YOUR OBJECTIVE - Locate every line in the data items below that contains the string "ceiling", and copy each of those lines out. Treat case as significant.
--- BEGIN THE INPUT ---
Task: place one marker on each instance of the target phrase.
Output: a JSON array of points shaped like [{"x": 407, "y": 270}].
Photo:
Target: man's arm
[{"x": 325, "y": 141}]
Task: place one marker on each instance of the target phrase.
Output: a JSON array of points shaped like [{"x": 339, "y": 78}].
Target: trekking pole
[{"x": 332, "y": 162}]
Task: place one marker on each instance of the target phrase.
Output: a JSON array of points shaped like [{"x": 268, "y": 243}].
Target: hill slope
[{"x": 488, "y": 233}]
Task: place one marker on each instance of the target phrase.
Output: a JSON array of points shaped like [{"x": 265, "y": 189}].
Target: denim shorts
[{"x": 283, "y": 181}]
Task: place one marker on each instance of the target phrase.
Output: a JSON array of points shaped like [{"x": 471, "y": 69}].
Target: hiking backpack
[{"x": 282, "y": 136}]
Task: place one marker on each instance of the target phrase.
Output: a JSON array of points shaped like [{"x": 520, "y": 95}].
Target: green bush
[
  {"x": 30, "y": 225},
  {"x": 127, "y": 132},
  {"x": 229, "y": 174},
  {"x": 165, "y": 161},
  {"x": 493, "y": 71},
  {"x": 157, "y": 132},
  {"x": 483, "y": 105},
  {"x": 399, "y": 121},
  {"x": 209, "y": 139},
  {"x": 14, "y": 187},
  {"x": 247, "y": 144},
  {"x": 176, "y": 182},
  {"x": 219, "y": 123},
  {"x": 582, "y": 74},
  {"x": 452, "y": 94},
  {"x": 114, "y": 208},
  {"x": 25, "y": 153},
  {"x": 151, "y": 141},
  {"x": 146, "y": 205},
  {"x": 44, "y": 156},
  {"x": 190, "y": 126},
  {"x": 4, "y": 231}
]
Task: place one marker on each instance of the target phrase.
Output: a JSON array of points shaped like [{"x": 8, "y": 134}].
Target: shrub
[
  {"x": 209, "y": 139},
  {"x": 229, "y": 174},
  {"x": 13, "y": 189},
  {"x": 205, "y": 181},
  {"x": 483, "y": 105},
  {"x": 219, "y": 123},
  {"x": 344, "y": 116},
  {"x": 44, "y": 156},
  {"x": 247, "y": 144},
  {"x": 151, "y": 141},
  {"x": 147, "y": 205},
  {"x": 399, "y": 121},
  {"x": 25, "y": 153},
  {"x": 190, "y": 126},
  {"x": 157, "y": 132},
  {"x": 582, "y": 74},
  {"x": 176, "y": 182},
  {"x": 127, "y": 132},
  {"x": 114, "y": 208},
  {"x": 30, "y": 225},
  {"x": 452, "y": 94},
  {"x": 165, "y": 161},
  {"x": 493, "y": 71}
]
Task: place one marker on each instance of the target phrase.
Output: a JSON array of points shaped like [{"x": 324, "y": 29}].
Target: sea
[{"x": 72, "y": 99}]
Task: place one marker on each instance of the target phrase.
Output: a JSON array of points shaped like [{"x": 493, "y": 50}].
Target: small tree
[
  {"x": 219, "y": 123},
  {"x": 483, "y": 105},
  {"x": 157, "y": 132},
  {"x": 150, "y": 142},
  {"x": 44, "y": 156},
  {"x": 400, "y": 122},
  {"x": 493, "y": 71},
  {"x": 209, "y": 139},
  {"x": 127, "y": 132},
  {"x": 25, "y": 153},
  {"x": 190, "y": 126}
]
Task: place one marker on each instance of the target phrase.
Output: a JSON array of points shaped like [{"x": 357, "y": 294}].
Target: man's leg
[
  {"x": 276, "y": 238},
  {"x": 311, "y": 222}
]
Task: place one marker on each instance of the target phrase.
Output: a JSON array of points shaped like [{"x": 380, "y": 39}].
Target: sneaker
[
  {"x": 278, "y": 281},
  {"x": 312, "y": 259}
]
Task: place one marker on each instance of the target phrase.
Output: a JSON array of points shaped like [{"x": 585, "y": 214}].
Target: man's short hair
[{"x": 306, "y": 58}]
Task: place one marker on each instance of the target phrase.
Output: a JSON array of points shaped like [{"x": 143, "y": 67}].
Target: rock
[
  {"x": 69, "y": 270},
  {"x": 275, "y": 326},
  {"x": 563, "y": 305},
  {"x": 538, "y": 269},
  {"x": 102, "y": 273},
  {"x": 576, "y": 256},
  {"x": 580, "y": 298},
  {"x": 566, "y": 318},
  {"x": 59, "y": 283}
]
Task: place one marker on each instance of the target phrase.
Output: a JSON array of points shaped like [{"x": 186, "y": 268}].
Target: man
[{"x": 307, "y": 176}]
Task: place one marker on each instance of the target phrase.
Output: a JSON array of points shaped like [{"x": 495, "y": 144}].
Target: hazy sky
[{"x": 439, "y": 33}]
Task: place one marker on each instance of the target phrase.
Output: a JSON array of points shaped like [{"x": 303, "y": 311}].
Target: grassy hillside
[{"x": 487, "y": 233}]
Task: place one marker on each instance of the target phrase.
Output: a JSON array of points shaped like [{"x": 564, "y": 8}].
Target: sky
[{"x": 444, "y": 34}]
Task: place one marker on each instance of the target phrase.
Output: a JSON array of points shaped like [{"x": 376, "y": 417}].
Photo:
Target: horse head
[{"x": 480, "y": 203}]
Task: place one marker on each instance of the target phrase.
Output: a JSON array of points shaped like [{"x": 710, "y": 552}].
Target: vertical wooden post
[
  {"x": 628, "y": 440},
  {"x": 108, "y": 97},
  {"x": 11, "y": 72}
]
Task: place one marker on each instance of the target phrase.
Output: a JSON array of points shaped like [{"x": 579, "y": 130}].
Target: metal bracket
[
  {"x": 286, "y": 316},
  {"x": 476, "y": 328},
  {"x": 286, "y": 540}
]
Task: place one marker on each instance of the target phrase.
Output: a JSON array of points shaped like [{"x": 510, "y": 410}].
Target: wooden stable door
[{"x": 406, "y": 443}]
--- END THE INPUT ---
--- BEGIN THE INPUT ---
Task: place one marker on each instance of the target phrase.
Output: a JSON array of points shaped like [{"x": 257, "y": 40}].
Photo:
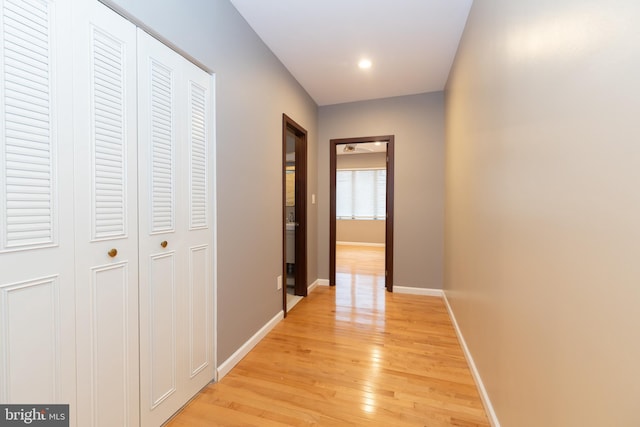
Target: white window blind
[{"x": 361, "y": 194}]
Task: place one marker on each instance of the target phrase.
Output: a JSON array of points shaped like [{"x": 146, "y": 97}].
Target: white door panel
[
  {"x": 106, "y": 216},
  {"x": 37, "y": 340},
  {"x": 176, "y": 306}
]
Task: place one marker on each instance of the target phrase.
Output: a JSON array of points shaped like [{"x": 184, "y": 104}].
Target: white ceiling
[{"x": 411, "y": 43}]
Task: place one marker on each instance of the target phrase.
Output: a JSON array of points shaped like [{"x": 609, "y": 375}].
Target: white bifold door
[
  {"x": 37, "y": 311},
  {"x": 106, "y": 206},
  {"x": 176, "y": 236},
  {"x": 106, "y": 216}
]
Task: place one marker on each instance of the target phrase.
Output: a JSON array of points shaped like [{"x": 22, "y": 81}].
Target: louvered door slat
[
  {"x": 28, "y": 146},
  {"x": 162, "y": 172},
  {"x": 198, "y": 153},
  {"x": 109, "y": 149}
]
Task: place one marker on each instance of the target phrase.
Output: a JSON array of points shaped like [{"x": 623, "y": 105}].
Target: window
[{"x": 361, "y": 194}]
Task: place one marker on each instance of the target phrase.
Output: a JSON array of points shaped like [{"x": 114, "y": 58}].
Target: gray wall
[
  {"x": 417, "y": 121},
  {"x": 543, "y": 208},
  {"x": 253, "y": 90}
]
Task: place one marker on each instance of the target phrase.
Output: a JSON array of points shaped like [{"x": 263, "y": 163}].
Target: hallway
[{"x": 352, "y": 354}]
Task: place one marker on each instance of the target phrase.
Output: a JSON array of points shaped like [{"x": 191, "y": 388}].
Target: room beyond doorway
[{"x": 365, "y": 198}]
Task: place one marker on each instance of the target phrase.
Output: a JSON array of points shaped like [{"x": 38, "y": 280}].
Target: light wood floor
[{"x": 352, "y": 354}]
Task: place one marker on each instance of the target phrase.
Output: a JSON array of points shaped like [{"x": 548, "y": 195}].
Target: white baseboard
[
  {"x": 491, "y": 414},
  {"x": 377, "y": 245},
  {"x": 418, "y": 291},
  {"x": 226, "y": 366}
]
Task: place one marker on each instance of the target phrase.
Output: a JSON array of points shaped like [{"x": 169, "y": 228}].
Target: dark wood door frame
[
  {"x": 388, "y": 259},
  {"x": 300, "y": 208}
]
--- END THE INPUT ---
--- BEGIN THE INPUT ---
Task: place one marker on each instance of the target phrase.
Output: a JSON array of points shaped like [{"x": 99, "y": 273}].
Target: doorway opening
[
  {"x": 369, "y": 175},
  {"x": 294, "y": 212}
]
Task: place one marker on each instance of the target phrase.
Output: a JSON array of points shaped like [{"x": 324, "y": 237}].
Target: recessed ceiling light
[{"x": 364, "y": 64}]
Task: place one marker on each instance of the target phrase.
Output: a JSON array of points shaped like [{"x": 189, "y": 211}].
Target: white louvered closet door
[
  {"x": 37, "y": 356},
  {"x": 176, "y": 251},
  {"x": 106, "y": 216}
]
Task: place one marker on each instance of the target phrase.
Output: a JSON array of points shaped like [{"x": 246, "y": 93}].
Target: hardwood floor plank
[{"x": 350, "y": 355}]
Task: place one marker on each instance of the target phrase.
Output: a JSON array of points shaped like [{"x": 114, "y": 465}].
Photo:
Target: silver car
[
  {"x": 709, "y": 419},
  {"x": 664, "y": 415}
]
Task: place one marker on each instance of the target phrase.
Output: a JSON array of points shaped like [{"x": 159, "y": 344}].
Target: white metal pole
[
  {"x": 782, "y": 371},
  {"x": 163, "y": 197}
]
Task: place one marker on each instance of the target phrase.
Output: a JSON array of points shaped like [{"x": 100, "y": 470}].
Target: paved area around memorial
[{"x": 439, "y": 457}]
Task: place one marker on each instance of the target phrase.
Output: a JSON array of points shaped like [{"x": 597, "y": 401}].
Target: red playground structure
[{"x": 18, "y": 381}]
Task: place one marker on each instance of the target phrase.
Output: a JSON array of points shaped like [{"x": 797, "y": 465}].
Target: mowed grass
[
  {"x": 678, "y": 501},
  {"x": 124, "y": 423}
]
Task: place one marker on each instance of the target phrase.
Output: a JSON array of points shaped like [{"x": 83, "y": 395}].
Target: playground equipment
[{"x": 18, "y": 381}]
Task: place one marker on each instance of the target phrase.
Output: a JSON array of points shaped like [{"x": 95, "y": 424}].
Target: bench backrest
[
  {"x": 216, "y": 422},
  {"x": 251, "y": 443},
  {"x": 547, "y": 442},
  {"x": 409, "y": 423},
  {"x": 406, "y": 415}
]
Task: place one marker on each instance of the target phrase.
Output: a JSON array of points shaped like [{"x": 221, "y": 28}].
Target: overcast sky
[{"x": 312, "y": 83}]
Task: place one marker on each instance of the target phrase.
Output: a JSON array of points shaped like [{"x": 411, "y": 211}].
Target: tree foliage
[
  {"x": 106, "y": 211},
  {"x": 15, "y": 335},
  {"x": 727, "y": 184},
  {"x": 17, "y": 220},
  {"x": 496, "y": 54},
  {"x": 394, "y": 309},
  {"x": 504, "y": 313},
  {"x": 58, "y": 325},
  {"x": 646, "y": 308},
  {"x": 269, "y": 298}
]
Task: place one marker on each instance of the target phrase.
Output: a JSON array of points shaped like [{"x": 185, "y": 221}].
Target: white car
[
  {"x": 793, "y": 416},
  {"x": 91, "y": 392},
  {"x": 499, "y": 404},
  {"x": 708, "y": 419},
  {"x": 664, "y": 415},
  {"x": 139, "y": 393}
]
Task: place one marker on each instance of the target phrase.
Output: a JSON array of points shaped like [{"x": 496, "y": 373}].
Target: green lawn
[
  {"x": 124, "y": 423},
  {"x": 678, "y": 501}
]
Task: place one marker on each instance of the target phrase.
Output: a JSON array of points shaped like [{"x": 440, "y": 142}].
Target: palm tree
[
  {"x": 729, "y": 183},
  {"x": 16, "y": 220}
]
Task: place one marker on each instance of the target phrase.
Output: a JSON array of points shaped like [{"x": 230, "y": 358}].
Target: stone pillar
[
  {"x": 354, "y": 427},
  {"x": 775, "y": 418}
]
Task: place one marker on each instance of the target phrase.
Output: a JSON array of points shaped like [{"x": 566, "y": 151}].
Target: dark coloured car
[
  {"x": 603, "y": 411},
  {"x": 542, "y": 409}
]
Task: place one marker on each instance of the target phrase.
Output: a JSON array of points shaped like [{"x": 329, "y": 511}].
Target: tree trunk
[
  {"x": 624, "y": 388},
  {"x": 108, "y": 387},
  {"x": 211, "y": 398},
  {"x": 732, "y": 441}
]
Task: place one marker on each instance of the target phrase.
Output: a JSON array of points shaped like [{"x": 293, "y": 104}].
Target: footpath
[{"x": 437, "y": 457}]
--- END THE INPUT ---
SOLVED PROBLEM -
Target: white ceiling
Target: recessed ceiling light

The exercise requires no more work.